▶ _Task to carry out_
Return, unaltered, every line from the beginning of the material below up to and including the one with "x=67, y=297".

◇ ◇ ◇

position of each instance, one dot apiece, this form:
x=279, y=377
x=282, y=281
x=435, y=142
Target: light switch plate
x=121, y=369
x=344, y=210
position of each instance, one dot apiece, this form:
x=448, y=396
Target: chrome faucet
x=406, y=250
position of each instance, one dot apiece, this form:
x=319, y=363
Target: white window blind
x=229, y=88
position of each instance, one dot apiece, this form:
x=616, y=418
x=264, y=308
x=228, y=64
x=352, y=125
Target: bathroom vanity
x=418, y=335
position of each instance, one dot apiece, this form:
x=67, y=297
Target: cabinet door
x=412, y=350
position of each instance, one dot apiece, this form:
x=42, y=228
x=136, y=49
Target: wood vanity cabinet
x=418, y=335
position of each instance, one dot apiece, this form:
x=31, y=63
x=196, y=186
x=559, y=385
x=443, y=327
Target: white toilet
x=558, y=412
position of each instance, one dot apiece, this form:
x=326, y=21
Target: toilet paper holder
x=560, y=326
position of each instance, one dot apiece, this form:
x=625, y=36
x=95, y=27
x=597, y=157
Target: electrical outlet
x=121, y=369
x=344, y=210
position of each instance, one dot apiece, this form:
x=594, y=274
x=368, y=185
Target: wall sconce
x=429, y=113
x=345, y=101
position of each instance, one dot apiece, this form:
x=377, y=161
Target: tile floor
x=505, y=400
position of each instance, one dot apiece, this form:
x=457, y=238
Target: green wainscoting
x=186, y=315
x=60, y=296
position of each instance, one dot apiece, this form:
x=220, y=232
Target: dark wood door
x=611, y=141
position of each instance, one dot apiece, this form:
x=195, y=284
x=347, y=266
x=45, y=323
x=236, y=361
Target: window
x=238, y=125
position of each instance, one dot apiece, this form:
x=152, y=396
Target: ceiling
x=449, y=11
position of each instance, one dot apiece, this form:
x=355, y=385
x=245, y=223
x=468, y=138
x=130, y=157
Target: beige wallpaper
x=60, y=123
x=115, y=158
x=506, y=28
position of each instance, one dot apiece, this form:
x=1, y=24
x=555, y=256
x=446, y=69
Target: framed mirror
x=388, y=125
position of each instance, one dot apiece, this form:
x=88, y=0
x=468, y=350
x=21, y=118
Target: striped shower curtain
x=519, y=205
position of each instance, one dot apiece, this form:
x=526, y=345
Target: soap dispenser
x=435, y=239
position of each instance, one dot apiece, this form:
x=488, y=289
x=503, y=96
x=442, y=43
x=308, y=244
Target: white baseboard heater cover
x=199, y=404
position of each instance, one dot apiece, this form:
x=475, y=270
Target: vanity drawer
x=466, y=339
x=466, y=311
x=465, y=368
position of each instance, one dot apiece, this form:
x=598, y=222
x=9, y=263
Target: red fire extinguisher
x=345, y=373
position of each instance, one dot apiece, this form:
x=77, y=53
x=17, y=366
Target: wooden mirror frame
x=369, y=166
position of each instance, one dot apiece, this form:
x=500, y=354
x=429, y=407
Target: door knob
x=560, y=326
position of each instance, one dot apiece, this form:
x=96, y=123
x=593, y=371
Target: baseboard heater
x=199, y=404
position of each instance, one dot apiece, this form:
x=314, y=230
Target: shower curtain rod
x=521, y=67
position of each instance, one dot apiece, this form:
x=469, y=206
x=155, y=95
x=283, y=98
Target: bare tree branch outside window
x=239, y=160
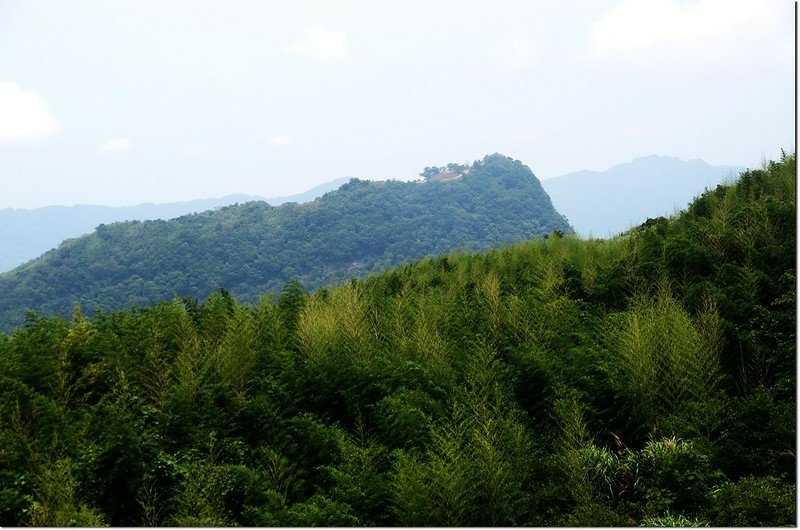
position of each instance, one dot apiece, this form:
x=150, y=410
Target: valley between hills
x=444, y=352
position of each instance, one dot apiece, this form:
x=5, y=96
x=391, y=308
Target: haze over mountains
x=253, y=248
x=26, y=234
x=605, y=203
x=596, y=203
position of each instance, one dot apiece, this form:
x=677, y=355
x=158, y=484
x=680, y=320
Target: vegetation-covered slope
x=648, y=379
x=252, y=248
x=605, y=203
x=27, y=234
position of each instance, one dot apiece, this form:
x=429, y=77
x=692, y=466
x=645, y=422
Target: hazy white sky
x=122, y=102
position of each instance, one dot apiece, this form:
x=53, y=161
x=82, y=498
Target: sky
x=118, y=102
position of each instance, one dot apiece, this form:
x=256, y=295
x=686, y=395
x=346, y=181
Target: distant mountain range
x=602, y=204
x=26, y=234
x=253, y=248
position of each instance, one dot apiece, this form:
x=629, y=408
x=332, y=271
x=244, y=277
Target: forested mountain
x=648, y=379
x=27, y=234
x=251, y=248
x=604, y=203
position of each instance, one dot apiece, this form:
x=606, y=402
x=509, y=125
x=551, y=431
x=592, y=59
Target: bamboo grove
x=648, y=379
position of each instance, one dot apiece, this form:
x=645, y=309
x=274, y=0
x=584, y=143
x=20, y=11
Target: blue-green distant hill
x=253, y=248
x=27, y=234
x=605, y=203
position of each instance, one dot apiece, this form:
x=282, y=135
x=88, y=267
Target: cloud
x=280, y=140
x=321, y=42
x=694, y=33
x=24, y=115
x=510, y=137
x=517, y=52
x=630, y=132
x=115, y=145
x=192, y=151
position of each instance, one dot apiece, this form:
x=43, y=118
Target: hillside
x=27, y=234
x=645, y=380
x=252, y=248
x=604, y=203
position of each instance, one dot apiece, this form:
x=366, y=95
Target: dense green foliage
x=644, y=380
x=253, y=248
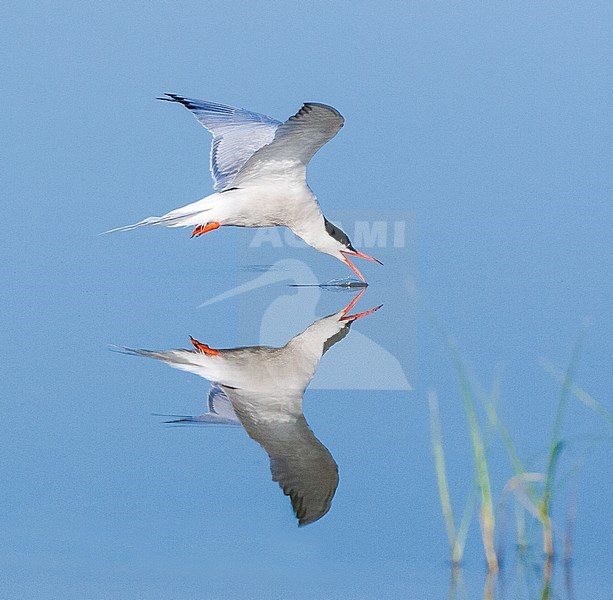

◇ ◇ ◇

▶ _Problem solution_
position of each instance, one dot apiece, this form:
x=279, y=377
x=282, y=281
x=435, y=142
Target: light switch plate
x=121, y=369
x=344, y=210
position of each instance, one dot apiece, this form:
x=448, y=396
Target: chrome faucet
x=406, y=250
position of each instance, one dot apiece, this form:
x=319, y=363
Target: white window blind
x=229, y=88
position of each instance, one dot apiece, this form:
x=616, y=418
x=264, y=308
x=228, y=64
x=352, y=125
Target: bathroom vanity
x=418, y=335
position of each instance, one dot apiece, this form:
x=67, y=297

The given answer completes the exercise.